Please retype the data below from the line containing "Q: Point out every instance of the digit" through the line containing "x=558 y=194", keeping every character unchanged.

RECORDS SHOWN »
· · ·
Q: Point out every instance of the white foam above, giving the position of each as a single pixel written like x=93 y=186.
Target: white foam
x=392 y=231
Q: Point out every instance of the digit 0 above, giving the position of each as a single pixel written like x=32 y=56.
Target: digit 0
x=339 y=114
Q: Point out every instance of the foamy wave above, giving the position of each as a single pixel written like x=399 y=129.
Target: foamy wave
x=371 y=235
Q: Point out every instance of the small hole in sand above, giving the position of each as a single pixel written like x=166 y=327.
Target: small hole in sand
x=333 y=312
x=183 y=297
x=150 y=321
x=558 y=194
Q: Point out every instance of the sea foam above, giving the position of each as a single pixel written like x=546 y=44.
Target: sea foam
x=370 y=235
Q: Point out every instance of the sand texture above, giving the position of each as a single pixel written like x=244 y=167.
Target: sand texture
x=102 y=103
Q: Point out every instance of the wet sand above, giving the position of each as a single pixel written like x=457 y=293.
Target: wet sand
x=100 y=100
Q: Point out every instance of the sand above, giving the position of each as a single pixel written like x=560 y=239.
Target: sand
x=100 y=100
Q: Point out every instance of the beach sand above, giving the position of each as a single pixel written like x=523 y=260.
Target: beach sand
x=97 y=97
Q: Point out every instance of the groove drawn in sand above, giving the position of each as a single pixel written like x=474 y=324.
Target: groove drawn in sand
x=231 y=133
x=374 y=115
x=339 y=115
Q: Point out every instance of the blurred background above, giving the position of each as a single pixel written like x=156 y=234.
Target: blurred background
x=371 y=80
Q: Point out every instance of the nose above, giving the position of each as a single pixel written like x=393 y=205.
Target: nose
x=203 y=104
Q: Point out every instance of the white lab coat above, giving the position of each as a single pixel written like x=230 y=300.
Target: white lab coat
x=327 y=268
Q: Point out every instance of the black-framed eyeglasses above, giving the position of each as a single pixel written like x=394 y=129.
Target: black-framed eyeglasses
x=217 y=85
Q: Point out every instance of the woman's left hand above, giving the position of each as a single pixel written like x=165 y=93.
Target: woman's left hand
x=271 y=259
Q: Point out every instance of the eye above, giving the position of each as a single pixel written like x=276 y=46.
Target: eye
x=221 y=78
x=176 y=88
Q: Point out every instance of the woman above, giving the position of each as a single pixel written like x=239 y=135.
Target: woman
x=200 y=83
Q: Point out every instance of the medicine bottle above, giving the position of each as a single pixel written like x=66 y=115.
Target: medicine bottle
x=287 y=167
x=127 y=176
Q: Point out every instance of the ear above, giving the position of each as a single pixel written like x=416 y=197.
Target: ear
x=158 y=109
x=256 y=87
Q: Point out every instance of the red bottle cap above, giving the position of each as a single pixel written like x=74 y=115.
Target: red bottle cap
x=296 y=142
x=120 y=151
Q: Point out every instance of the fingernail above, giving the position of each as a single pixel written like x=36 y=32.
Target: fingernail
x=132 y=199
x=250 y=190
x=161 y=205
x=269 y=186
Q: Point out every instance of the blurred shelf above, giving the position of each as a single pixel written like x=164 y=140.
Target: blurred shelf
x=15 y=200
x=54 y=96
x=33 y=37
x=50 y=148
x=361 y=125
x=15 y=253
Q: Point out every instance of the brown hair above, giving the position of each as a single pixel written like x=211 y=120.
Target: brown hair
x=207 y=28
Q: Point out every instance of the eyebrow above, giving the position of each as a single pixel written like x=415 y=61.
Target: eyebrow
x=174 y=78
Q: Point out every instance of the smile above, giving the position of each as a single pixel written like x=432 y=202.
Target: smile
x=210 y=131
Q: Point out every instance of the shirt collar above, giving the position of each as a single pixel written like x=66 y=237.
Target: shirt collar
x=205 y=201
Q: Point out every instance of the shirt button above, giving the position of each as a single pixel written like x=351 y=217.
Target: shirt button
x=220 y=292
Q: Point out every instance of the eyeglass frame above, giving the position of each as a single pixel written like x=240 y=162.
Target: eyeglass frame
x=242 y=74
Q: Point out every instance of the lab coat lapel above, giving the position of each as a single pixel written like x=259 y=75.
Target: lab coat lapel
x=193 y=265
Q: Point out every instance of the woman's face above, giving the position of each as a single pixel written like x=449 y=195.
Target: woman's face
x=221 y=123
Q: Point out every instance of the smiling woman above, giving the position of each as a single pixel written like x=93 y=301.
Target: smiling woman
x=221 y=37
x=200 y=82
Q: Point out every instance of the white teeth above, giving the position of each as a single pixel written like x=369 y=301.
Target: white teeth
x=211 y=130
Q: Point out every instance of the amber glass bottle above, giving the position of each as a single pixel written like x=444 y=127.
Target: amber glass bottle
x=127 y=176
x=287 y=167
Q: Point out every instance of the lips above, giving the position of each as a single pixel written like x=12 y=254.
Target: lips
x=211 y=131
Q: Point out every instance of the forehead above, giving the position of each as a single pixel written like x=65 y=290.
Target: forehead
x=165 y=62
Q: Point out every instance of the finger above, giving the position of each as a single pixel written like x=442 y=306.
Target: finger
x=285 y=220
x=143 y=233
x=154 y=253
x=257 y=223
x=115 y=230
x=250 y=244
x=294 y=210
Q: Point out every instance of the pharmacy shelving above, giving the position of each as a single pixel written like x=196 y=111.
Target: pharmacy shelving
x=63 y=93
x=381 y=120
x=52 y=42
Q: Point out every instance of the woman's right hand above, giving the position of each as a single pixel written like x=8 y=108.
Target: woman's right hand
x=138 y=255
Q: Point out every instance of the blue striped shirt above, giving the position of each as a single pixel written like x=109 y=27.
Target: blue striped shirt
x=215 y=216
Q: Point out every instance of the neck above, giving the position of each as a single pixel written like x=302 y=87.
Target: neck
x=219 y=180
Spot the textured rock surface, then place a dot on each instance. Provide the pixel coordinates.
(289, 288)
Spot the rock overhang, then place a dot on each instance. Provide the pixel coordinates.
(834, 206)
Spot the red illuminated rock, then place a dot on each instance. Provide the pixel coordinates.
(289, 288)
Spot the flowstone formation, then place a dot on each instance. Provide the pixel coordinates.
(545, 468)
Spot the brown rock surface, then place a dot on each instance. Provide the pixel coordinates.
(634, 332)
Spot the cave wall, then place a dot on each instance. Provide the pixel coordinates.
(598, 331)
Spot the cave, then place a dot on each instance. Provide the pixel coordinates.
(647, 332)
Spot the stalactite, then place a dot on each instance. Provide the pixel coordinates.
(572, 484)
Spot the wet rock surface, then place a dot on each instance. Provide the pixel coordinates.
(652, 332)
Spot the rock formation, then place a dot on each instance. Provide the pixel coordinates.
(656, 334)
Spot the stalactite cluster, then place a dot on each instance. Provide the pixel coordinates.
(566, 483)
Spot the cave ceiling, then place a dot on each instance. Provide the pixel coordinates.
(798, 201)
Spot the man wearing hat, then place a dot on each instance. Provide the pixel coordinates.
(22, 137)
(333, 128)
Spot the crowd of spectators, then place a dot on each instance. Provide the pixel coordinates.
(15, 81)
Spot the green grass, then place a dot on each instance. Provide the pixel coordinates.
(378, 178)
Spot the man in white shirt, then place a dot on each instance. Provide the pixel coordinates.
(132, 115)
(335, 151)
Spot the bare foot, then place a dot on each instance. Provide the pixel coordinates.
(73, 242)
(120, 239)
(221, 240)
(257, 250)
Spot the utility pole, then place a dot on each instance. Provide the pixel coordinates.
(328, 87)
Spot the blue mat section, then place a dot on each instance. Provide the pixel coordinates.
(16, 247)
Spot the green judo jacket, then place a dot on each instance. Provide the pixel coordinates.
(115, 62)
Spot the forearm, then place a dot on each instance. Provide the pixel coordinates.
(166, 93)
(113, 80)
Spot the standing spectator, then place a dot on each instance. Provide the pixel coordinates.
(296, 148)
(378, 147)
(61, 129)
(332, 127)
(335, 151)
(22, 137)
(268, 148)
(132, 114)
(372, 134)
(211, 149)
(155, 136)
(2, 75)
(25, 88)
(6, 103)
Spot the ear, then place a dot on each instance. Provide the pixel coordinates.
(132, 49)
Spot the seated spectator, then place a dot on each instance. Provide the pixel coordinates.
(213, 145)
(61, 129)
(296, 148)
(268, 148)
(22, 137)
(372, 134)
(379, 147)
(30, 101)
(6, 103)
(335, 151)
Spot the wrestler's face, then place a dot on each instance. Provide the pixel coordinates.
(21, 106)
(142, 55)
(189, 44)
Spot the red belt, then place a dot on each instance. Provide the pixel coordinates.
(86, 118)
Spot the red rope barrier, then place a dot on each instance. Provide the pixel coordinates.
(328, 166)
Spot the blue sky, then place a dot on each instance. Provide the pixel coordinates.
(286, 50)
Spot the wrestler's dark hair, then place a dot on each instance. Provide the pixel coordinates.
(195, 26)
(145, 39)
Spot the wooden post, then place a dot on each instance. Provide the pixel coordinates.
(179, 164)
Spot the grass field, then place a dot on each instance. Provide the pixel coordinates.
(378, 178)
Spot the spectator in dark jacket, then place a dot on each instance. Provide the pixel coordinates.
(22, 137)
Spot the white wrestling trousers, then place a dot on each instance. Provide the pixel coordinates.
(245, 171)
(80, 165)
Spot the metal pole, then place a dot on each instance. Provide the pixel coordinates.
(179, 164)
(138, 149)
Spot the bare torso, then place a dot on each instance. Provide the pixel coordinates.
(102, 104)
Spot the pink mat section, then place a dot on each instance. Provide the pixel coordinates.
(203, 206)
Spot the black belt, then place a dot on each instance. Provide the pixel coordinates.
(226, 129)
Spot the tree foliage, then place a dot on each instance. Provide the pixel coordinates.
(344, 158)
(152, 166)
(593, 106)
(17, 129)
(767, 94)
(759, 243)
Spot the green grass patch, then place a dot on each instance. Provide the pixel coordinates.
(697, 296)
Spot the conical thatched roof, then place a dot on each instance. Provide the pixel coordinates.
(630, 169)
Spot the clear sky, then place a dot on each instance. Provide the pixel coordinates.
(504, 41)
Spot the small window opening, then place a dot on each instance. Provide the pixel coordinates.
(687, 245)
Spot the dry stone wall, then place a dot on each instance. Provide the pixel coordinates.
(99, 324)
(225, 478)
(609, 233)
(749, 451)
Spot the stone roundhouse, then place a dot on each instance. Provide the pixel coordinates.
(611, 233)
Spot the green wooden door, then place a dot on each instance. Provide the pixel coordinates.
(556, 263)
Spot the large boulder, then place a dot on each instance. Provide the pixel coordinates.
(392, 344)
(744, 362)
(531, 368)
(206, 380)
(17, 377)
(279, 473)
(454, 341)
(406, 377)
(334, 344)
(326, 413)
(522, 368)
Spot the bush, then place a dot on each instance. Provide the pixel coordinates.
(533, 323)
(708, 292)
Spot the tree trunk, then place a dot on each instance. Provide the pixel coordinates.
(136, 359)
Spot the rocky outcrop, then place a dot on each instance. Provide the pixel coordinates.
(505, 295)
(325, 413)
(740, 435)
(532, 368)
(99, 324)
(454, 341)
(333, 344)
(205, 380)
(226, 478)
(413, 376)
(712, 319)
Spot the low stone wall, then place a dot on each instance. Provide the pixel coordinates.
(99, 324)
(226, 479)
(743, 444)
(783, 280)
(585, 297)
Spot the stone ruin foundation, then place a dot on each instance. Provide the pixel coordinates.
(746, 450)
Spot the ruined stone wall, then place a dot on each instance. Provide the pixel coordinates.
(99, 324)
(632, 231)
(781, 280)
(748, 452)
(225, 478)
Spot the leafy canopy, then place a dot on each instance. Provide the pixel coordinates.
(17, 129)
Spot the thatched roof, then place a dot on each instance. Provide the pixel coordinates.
· · ·
RESULT FOR THIS EXERCISE »
Q: Point out every instance of the digit 0 above, giving the position of each as a single pixel written like x=32 y=56.
Target: digit 0
x=339 y=114
Q: Point out every instance of the foamy wave above, giving the position of each as a single pixel written like x=399 y=129.
Target: foamy wave
x=371 y=235
Q: Point out every instance of the small hole in sand above, giving the position of each as a single pixel written like x=166 y=327.
Target: small hole in sand
x=333 y=312
x=183 y=297
x=150 y=321
x=558 y=194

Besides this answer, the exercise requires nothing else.